§ Exercise task: Lay out the material as a JSON list of strings, one string per line and with blank lines omitted. Begin at the first line of the material and stop after the line that contains "[[148, 282], [331, 291], [644, 339]]".

§ Supplied records:

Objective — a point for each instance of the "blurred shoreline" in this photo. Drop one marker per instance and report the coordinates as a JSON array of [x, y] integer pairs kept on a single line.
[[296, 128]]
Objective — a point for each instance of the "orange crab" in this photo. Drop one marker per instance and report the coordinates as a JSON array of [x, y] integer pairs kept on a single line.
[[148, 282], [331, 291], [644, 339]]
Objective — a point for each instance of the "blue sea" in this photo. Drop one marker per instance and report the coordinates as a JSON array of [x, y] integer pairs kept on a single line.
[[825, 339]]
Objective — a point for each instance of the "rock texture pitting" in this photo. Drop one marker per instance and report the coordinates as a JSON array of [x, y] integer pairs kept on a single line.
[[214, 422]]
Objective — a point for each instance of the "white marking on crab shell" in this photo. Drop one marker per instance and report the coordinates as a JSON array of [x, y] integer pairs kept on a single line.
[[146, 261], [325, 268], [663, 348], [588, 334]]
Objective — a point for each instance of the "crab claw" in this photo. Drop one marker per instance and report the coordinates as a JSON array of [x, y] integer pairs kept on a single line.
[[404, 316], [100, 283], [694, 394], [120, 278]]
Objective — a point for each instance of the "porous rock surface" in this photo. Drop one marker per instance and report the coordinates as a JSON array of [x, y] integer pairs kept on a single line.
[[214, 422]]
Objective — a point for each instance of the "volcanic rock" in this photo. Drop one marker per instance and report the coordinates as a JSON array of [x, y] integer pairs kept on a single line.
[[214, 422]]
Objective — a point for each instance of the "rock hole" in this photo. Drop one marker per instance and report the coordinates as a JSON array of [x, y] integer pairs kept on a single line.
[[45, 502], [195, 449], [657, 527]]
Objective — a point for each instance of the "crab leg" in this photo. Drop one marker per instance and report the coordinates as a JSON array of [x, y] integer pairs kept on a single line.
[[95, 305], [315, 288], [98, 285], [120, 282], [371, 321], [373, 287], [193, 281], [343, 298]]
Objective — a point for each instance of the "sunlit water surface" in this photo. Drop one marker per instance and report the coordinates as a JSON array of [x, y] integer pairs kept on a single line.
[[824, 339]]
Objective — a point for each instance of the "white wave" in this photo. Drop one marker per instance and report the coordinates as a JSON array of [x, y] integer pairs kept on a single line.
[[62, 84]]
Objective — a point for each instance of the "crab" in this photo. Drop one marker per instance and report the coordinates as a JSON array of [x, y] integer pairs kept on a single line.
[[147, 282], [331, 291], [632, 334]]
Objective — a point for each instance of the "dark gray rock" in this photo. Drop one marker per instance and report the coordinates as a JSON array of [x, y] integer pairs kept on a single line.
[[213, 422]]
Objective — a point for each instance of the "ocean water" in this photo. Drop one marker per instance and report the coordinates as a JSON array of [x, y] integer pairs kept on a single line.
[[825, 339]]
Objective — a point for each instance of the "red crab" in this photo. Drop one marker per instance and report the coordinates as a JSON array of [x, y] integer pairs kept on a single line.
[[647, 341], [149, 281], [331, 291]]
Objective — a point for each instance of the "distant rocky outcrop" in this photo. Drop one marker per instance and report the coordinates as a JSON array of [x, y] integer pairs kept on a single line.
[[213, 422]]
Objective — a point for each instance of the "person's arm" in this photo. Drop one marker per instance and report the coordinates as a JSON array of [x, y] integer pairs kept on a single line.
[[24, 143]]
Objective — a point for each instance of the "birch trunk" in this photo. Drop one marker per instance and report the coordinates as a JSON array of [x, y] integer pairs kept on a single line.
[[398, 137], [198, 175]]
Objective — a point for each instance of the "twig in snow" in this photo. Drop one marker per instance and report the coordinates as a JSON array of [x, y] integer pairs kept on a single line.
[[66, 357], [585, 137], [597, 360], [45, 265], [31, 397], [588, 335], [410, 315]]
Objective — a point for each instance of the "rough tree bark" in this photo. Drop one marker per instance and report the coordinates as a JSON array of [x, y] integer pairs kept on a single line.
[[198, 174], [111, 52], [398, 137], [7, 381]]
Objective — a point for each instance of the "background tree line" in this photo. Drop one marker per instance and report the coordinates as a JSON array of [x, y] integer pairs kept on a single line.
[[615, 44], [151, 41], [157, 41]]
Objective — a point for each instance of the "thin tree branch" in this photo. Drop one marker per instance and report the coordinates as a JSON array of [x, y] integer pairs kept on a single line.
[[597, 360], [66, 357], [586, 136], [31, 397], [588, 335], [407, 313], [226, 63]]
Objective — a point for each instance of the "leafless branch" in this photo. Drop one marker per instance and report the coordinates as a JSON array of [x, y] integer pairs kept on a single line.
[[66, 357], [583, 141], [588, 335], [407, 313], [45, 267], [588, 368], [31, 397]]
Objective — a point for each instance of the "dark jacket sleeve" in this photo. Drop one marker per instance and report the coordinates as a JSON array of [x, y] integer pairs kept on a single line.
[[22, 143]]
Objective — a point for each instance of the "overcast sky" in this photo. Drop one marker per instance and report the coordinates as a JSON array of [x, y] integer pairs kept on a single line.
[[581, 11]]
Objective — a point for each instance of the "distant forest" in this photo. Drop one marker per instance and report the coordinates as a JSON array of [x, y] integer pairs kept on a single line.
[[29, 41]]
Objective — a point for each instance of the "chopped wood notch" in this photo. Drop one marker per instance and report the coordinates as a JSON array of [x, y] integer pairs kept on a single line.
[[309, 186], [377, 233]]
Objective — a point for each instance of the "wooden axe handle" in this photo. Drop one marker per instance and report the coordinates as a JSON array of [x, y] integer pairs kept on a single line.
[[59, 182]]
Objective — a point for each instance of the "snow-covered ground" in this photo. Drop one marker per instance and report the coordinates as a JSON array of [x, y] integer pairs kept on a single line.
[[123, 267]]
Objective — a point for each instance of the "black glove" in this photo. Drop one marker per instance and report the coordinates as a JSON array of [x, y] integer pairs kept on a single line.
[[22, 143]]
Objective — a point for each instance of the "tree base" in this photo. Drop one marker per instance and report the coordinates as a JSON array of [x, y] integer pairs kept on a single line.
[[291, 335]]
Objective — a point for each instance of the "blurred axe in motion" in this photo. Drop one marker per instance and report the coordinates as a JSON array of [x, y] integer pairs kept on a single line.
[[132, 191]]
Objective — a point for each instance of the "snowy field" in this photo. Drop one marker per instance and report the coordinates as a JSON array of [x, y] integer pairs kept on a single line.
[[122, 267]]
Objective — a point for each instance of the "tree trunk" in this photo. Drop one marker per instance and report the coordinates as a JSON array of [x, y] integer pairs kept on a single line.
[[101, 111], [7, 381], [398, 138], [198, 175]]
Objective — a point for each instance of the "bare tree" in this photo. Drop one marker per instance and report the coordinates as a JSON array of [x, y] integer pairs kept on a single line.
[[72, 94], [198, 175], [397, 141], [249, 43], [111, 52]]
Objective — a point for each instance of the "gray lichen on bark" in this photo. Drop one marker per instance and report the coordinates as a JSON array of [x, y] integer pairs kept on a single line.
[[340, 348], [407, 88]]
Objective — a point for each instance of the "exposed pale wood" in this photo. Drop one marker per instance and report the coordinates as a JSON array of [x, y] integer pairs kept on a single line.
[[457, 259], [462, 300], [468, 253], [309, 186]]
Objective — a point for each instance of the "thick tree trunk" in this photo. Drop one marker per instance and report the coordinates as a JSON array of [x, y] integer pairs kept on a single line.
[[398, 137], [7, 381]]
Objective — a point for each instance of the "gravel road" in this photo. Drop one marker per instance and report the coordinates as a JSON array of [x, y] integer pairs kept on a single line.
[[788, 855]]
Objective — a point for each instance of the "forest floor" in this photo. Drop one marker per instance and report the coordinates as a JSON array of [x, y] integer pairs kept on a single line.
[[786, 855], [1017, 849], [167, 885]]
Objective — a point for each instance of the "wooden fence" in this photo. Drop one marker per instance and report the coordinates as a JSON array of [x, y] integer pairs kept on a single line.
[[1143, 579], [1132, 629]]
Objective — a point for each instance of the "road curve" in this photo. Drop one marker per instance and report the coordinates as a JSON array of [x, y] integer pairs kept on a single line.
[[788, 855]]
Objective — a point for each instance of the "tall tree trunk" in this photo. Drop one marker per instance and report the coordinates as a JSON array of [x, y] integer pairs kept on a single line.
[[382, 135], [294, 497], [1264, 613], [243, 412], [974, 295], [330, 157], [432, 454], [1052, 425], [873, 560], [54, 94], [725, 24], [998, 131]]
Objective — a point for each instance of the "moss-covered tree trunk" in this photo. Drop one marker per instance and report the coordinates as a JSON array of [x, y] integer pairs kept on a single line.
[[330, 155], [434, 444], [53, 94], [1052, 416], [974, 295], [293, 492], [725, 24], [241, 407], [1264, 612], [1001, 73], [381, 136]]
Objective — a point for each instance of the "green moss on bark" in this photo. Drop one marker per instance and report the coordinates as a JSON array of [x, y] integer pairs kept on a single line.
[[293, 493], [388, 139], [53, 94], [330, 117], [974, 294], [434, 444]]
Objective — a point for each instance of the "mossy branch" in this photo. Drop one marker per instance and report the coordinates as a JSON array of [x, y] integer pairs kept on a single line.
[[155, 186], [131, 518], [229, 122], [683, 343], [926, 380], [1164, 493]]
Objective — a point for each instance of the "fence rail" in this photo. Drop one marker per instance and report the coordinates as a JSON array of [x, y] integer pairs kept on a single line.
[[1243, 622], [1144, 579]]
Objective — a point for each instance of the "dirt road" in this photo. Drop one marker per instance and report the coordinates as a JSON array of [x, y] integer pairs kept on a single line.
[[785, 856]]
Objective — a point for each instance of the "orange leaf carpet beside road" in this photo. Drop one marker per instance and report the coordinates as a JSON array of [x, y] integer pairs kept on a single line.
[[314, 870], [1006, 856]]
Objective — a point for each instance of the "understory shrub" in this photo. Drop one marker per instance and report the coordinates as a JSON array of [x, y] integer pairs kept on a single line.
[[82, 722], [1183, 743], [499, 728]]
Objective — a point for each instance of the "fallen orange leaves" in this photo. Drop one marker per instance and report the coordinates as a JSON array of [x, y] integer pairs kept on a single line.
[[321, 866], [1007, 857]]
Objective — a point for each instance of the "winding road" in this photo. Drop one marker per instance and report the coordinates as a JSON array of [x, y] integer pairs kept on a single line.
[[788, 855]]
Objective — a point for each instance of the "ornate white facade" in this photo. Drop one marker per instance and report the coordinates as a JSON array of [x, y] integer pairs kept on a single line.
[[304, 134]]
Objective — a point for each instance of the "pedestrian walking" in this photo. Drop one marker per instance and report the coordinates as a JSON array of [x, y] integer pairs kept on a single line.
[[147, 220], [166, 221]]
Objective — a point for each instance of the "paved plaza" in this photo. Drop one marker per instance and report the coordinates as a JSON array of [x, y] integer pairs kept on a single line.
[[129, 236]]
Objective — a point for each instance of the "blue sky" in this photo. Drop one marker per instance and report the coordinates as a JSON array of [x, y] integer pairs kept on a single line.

§ Correct output:
[
  "Objective — a point for each instance of the \"blurred shoreline\" in this photo. Drop one marker per instance and report the coordinates as a JSON array of [x, y] integer pairs kept on a single line.",
  "[[296, 128]]",
  "Objective — a point for each instance of the \"orange crab\" in this photo. Drop one marker per instance and report the coordinates as a JSON array of [x, y] integer pairs kept on a single line.",
  "[[148, 282], [331, 291], [644, 339]]"
]